The study also presented a representative clinical case: a patient came to the hospital with a pulmonary embolism and worsening symptoms. Human doctors initially judged that anticoagulation therapy had failed, leading to disease progression; but after reading the medical history, the AI noticed a key point – the patient suffered from lupus, an autoimmune disease that can also cause pulmonary inflammation. Further examination confirmed the AI’s inference was correct.

AI’s application in clinical settings is not limited to the laboratory stage, with a large number of doctors already using it in practice. According to a recent study released by the American Medical Association, nearly one in five American doctors have already introduced AI-assisted tools into the diagnostic process. In the UK, a recent survey by the Royal College of Physicians showed that 16% of doctors use such technology daily, and another 15% use it once or more per week, with “clinical decision support” being one of the most common use cases.

However, doctors in the UK also expressed a high degree of caution when surveyed, particularly regarding concerns about AI misdiagnosis risks and liability issues. Although billions of dollars have poured into medical AI startups worldwide, how responsibility is defined and who bears the consequences once AI makes a mistake remains an urgent institutional gap. “There is currently no formal accountability framework,” Rodman pointed out, while emphasizing that patients, when facing life-or-death decisions or complex treatment plans, “ultimately want to be guided, accompanied, and explained by humans.”

Professor Ewen Harrison, Co-Director of the Medical Informatics Centre at the University of Edinburgh, believes the study is significant because it shows that “these systems are no longer just passing medical exams or responding to artificially constructed test questions.” In his view, AI is gradually becoming a useful “second opinion tool” for clinicians, especially in scenarios requiring a comprehensive review of potential diagnoses and avoiding overlooking important causes.

At the same time, Wei Xing, Assistant Professor at the School of Mathematics and Physical Sciences at the University of Sheffield, also reminds that some of the results of the study show that doctors may unconsciously rely on AI conclusions when collaborating with AI, weakening independent thinking. “This tendency may be further enhanced as AI becomes routinely used in clinical environments,” he pointed out. Xing also emphasized that the study did not fully disclose in which types of patients AI performed worse, for example, whether it was more difficult to diagnose elderly patients or patients who were not native English speakers, which are issues that cannot be ignored when assessing safety.

Therefore, although the Harvard trial results are encouraging, they do not prove that AI is safe enough to be routinely used independently for clinical diagnosis and treatment, nor does it mean that the public should turn to free AI tools to replace professional medical advice. In the foreseeable future, AI is more likely to act as a high-performance “intelligent stethoscope” and “second brain,” embedded in a human-led healthcare system, promoting more accurate and efficient diagnosis and treatment, while also raising new questions about responsibility, ethics, and trust to society.

+--

_Directions:_
Please answer these questions from the medical AI excerpt, one answer per line:
1. Which disease did the AI notice in the patient's medical history?
2. What percentage of UK doctors use such technology daily, according to the Royal College of Physicians survey?
3. At which university does Ewen Harrison co-direct the Medical Informatics Centre?
You won't need the rows for anything.

_Data shown:_
+--

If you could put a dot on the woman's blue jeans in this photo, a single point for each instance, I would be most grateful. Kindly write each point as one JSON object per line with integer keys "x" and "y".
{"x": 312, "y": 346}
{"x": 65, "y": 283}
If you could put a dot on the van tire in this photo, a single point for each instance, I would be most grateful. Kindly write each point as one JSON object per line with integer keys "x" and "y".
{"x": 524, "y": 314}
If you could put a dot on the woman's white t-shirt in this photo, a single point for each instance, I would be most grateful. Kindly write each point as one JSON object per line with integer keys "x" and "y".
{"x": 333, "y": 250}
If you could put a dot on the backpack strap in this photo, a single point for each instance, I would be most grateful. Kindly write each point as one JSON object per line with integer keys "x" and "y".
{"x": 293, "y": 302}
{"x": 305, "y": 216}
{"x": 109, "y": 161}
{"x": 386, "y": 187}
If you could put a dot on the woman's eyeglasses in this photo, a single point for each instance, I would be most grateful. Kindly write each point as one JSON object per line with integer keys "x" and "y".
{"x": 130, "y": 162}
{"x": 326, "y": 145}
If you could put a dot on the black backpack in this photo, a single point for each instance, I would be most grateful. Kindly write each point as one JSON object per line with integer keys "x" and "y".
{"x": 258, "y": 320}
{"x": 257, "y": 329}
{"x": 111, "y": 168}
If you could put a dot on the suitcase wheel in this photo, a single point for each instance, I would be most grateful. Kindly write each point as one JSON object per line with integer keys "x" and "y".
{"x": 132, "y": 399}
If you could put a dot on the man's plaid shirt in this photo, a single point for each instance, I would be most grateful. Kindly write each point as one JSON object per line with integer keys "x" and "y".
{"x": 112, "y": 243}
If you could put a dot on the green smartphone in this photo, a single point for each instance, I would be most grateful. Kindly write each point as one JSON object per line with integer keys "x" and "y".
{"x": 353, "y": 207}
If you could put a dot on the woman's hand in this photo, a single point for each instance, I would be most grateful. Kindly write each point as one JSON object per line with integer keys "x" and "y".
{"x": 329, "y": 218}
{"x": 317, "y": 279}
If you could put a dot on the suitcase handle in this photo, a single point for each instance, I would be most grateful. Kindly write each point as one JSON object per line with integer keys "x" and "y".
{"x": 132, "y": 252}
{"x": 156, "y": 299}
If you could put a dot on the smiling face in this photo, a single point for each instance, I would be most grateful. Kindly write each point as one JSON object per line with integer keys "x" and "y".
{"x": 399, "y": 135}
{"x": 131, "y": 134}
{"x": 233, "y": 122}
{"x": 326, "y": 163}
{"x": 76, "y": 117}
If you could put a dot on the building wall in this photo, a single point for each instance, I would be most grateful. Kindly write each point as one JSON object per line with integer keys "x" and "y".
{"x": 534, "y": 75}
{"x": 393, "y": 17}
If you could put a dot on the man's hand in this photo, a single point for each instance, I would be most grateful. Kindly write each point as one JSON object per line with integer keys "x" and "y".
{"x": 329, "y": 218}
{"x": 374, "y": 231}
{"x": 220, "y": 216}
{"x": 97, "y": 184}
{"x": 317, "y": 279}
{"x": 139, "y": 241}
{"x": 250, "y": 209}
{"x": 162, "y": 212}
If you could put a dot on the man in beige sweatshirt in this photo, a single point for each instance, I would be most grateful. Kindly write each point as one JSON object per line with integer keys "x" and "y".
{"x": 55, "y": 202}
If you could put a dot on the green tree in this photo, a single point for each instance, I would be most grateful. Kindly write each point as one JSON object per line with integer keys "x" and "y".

+--

_Result for this exercise:_
1. Lupus
2. 16%
3. The University of Edinburgh